== Your instructions ==
Update the data between the lines holding "The answer to" and "box: [123, 265, 388, 482]", inclusive, replacing "pixel-accurate" with "pixel-exact" and changing nothing else. Give only those lines.
:: Supplied data ::
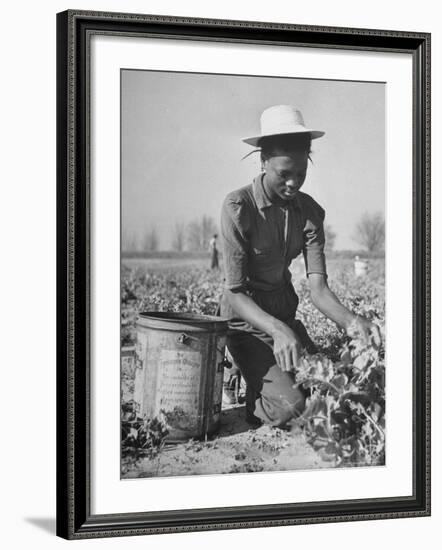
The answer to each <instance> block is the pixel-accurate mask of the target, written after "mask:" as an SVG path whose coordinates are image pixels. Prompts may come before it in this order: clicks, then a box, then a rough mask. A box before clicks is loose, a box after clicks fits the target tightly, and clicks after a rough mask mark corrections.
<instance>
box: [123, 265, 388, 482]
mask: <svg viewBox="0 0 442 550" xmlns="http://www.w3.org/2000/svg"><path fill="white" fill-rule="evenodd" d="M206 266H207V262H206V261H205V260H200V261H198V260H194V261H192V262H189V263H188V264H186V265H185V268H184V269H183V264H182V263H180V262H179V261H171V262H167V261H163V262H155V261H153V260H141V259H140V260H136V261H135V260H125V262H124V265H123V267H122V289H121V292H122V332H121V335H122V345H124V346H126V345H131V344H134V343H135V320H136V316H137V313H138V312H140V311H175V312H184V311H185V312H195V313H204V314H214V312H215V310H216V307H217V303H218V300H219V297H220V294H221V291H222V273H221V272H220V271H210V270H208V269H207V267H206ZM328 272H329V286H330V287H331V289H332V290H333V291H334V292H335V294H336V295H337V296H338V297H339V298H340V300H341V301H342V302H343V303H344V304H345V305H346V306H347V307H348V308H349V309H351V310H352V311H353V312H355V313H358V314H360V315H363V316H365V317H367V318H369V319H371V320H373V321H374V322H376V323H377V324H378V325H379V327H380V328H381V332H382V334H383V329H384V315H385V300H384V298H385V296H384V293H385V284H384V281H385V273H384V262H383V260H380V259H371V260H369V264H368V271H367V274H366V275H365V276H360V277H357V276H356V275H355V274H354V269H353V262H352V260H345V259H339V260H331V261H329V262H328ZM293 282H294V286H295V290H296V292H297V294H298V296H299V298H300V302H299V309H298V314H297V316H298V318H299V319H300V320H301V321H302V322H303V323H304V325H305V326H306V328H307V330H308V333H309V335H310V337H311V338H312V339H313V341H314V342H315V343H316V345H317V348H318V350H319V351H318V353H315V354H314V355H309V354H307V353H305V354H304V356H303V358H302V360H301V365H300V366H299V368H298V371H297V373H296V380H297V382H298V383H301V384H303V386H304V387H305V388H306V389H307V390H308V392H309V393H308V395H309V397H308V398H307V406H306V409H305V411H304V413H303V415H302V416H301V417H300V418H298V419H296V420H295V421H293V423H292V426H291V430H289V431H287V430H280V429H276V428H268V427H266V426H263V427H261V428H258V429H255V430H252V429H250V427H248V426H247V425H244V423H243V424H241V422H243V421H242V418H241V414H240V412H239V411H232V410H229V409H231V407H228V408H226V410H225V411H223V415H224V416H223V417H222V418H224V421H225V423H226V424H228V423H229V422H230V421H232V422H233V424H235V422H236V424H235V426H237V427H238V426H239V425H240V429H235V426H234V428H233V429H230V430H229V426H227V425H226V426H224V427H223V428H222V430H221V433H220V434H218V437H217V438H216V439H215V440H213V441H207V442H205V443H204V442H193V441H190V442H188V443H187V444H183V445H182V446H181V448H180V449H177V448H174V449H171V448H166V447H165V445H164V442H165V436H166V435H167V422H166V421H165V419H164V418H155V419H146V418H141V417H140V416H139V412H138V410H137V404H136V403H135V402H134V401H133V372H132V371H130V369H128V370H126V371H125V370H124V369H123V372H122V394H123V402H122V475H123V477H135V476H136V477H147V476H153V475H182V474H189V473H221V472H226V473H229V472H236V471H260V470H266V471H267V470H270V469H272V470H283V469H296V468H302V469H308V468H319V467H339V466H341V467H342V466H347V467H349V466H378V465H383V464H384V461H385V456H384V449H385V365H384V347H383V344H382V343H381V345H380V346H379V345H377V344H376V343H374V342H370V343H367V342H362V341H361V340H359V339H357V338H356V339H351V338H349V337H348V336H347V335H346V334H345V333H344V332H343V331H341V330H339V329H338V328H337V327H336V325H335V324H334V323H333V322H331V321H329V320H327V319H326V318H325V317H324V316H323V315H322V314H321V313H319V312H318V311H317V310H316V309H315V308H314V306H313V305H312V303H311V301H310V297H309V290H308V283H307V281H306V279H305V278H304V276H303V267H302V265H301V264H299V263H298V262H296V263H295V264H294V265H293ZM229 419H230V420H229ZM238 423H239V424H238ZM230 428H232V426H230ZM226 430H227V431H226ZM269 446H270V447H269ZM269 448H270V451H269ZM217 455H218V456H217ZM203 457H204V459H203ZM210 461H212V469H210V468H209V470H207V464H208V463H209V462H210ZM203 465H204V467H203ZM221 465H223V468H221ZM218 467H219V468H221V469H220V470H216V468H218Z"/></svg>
:::
:: Supplied data ::
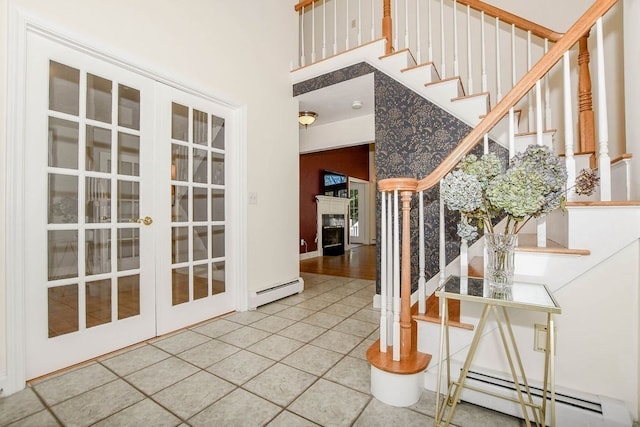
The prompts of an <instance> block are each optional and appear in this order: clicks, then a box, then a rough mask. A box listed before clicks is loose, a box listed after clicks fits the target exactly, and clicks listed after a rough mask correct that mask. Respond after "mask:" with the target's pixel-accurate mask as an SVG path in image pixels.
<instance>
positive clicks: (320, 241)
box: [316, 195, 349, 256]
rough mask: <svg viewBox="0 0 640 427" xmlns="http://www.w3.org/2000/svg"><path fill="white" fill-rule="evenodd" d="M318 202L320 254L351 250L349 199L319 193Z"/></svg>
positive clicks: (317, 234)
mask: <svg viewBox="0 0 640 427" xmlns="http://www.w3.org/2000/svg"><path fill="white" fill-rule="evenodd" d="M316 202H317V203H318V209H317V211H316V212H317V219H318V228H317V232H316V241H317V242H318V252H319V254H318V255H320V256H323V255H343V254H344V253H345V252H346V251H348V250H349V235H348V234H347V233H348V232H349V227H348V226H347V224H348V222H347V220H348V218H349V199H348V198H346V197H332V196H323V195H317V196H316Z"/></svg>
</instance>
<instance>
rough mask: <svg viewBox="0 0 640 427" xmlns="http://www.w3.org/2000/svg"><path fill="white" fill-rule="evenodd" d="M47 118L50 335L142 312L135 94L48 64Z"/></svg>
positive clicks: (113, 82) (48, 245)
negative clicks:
:::
== The completed task ==
The answer to each <instance> block is the pixel-exact mask of the target, written after "mask:" as an SVG path whose coordinates are image pixels. Prompts may come before it in this order: clicks, then a box, then a rough mask. A box before clicks is loose, a box after clicks fits the target tightly, and clicks after a rough mask mark corrections.
<instance>
box: [123, 265, 388, 482]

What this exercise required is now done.